### DO THIS
Repeat the records below exactly.

### RECORD SET
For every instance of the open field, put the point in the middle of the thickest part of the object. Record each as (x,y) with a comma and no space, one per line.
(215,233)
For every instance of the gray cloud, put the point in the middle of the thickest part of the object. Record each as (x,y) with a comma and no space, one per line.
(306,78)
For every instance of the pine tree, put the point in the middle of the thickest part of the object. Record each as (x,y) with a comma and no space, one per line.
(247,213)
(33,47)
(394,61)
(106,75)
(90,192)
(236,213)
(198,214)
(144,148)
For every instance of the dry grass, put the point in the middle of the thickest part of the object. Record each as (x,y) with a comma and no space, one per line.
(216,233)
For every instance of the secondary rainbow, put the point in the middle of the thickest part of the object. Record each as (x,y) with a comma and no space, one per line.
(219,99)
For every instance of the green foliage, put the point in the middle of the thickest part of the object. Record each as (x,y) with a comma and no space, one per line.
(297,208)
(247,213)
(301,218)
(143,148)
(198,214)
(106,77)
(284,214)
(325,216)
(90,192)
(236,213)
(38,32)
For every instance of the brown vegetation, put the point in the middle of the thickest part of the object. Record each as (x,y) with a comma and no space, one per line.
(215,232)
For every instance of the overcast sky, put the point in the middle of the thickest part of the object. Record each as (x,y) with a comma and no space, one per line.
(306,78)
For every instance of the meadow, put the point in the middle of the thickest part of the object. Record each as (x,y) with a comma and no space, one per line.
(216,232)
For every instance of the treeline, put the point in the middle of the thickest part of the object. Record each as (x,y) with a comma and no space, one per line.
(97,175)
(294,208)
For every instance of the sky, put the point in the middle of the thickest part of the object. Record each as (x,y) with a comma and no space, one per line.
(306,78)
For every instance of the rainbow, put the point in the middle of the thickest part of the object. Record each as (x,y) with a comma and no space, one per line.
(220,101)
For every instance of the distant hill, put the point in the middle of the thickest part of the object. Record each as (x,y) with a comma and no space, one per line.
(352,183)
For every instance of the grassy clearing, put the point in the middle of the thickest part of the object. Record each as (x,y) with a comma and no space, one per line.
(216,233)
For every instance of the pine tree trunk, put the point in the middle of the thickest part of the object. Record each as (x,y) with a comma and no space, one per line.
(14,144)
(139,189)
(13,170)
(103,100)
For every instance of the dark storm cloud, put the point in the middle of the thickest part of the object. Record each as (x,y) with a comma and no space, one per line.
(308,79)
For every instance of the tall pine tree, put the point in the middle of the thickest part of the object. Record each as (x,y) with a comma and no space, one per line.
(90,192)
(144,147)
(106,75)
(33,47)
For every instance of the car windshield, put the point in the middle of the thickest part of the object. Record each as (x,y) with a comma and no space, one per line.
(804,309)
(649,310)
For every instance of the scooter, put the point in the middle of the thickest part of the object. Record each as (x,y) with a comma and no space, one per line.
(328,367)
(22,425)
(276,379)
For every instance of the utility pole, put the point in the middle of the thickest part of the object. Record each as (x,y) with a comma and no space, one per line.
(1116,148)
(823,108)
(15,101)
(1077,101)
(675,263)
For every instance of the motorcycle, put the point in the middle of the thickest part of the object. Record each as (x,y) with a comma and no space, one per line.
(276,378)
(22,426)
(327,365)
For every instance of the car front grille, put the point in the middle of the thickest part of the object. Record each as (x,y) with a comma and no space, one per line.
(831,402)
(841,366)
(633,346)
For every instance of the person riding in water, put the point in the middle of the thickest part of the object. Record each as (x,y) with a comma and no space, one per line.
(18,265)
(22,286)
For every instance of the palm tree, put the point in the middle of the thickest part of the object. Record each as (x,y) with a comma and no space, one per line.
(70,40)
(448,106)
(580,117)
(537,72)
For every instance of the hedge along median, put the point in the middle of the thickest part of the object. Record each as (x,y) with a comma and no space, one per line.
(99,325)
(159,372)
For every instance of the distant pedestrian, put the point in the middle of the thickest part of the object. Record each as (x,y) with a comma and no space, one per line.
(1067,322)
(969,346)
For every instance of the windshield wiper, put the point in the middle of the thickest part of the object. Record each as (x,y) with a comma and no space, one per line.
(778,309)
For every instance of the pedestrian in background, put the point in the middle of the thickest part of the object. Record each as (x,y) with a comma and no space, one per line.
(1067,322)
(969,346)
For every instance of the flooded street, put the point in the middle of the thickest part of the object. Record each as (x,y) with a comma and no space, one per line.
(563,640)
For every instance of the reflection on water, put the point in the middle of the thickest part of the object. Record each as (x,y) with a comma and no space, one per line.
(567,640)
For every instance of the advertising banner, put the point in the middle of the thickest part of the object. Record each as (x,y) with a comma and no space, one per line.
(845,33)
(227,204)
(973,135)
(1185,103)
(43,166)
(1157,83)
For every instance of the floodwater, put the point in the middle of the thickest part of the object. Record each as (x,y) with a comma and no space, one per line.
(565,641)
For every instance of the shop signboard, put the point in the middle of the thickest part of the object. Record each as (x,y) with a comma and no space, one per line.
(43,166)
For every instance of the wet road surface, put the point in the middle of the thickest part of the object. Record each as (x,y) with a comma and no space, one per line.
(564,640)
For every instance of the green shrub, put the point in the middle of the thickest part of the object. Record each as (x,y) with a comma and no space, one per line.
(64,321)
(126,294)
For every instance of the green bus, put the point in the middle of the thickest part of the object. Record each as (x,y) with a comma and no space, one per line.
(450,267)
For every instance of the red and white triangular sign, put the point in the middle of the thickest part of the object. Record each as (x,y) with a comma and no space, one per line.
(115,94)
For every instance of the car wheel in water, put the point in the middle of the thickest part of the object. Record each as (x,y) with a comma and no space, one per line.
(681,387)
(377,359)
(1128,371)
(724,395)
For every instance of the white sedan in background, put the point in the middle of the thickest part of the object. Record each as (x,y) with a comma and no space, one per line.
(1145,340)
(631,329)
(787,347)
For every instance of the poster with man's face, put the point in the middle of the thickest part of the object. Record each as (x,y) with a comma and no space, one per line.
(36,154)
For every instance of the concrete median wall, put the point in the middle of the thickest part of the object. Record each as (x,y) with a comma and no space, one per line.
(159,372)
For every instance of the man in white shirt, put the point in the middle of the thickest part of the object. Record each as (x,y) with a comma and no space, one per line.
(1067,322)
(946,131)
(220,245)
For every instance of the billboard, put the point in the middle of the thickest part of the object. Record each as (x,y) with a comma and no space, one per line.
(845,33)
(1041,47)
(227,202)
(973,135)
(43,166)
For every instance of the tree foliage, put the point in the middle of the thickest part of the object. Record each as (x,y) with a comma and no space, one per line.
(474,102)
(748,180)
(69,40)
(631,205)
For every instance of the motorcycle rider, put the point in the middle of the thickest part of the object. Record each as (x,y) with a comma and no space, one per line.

### SOLUTION FOR THIS EXERCISE
For every instance of the open field, put the point in the middle of the thickest part of the object. Record each as (x,y) with a comma and no space, one per line.
(215,233)
For every instance of the gray cloud, put the point in the middle of the thickest part of the object. Record each as (x,y) with a comma and no space, one per line.
(306,78)
For every instance of the pine tree, put the point in the middle of the thickest part of the object. Record each as (x,y) with a comma and no space, one per line.
(247,213)
(33,47)
(394,61)
(106,75)
(90,192)
(236,213)
(198,214)
(144,148)
For every instance of the dry grass, put the point in the middle of the thickest part of the object. Record each as (x,y) with a comma and no space, one per line.
(216,233)
For every instance of the secondary rainbow, put the point in the middle of the thickest part of the object. Record each as (x,y) with a comma and no space, one per line.
(219,99)
For every instance of the green foliage, put the point in the middle of the thickest part of the object. Record each as (x,y) with a comma and no space, one per line.
(297,208)
(247,213)
(301,218)
(143,148)
(198,214)
(106,77)
(284,214)
(325,216)
(90,192)
(236,213)
(38,32)
For every instance of the brown vegetation, put the point in the middle of the thickest part of the object. Record each as (x,y) with a comma and no space, one per line.
(215,232)
For every instance of the overcast sky, put the point in the middle of the thickest part of the object. Record each as (x,y) with a comma and no space, one per line.
(306,78)
For every instance of the meadow, put the point in the middle of the thickest part of the object. Record each as (x,y) with a comma and no space, one per line.
(216,232)
For every instance of the treeline, put the point in the middle of the thickest part of the object. Record each as (x,y) with a comma and no space, one per line.
(97,175)
(294,208)
For every instance of the sky, put the point in the middle of the thickest part of the object. Record each as (x,y) with a comma and no space, one per line.
(306,78)
For every instance of the rainbow, put the point in the middle of the thickest part of the object. Record each as (x,y) with a comma and no space, one per line.
(220,101)
For every instance of the distant hill, put the point in the middle of the thickest part of the object. Record each as (x,y) with a comma and no space, one per line.
(352,183)
For every instance of the grassy clearing, put the point in the middle of the thickest part of the object. Record each as (x,y) with a comma and no space, one per line.
(216,233)
For every instance of the pine tree trunk, put the point in the middle of the thickest part of the object. Record each as (x,y) with a comma and no space, one per line.
(14,144)
(139,189)
(13,170)
(103,100)
For every instance of the dark storm cloud, put the point in the middle of the thickest part of the object. Record each as (x,y) with a comma and no space, one per line.
(308,79)
For every instance of the tall pine tree, put the point in the middle of the thickest part of the object. Record each as (x,y) with a comma and no space, one per line.
(90,192)
(144,147)
(106,75)
(33,47)
For every instance of the car windshield, put the point in the middle of the thickest part of the object. Record each as (x,y) with a comma and no space, one per line.
(804,309)
(649,310)
For every instance of the scooter, put the point in the middle of the thickest part of the object. Record each as (x,y) with a comma and no space, one per line.
(328,367)
(22,425)
(276,379)
For every instance of the utility pole, put the point in the middle of the thickest part of the object. Record each as (x,y) with a comma and no space, one per line.
(1116,148)
(823,108)
(15,101)
(1077,101)
(675,263)
For every instance of the motorcycle, put the point in the middle of the thickest part of the object. Record each as (x,y) with a comma and no space, one per line.
(276,378)
(22,426)
(327,365)
For every instance of the car front grille, put the point in the middle of the thickest part of the object. Record each as (x,y) with a comma and no space, one per line.
(831,402)
(841,366)
(633,346)
For every instance of the person riding in water, put the point in the middle of the thickest part of the object. Record each as (x,y) with a comma and no space, one per line.
(18,265)
(22,286)
For every instance of the palm tree, put the point in the middle of the thickest part of the object. Record each as (x,y) with a comma and no space, one per line.
(70,40)
(448,106)
(580,117)
(537,72)
For every instance of the hedge along median, put the point in the middle of the thickest part of the object. Record each as (x,y) with a comma and no space, one per line.
(99,325)
(159,372)
For every instance of the distant pedestrian, put the point in the middle of the thickest part of the object. Record each as (x,y) with a comma and no space, one per line.
(1067,322)
(969,346)
For every instance of the windshield wiper, put the point in the middle of the thickest part of the object. Record each as (x,y) with a comma and no space, one per line.
(778,309)
For every instance of the pedestrian in background, put the point in the middle of the thickest part of the object. Record each as (x,y) with a comma and no space, one per line.
(1067,322)
(969,346)
For every instance of the flooded street, put the point in the middle of the thickest part of the object. Record each as (x,y) with a comma and no space, one per line.
(563,640)
For every instance of the reflection on water, put the point in the middle of the thickest part of the object. Record each as (x,y) with a comma and no space, one per line.
(567,640)
For every instance of the advertising banner, put the point in the middle of the thickest part of the object. Record each as (x,y) with a comma and no space, one per line.
(845,33)
(227,204)
(973,135)
(1185,103)
(43,166)
(1157,83)
For every instance of the floodwater, put the point in the middle of the thickest part of the object. Record each as (x,y) with a comma and no space, one per line.
(565,641)
For every instance of the shop signboard, put the point in the middle of the thickest part of the object. Record each as (x,y) with a comma and no space, one per line.
(43,166)
For every instance of the wet road surface, put the point in the middle of the thickest part of the object. Record each as (x,y) with a comma and no space, one per line.
(564,640)
For every instance of the green shrub, put the point in the middle of the thickest part of the object. Record each as (x,y) with a comma and no space, one per line.
(64,321)
(126,294)
For every instance of the green bus, put the point in the middle of the thickest part of the object. Record each as (x,y) with a comma and no space, one per line.
(450,267)
For every instance of the red and white triangular sign, put the point in the middle of the thickest part of the object. Record each as (x,y) with a comma and no space, one per line.
(115,94)
For every instance of the car wheel in water, put the point in the middle of the thickest part of the object. Record each as (x,y) with a comma and no space, one per line.
(681,387)
(377,359)
(1128,371)
(724,395)
For every instance of the white sedan in background, put the point in the middle of the thickest part of the object. Record each as (x,y) with a comma and no space, one per line.
(1145,340)
(631,329)
(787,347)
For every instance of the poster with man's face, put the point in the middle of the thickest part of the object. Record each as (x,y) with a comma and no space, one per line.
(36,154)
For every instance of the concrete median wall, put the point in the middle of the thickest part of the object. Record each as (x,y) with a comma and no space, one per line.
(159,372)
For every instance of the man in white shirt, put the point in the middle of the thickest part of the object. Record each as (x,y) with a comma and no space, one per line.
(1067,322)
(946,131)
(220,245)
For every instance of the billboard, put the point in the middle of the thickest part of the object. Record each as (x,y) with a comma and no space, one per line.
(845,33)
(1041,47)
(227,202)
(973,135)
(43,166)
For every instance of the tree foliage, put the point in the middle of the thickest part of the object. Record each as (x,y) with a comma and no space, one per line.
(474,102)
(748,180)
(69,40)
(631,205)
For every instance of the motorcycle rider, put the point in the middle of the thickest part of the object. Record each as (x,y) with a comma and no space, one per line.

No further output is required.